▶ **What to do**: Rewrite the entries below so that "air vent" becomes "ceiling vent" wherever it occurs. Keep every other character the same.

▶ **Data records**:
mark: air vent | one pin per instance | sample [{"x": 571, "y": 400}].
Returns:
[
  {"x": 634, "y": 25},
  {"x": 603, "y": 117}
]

▶ **Solution**:
mark: ceiling vent | one pin per instance | sample [{"x": 571, "y": 400}].
Returns:
[
  {"x": 634, "y": 25},
  {"x": 603, "y": 117}
]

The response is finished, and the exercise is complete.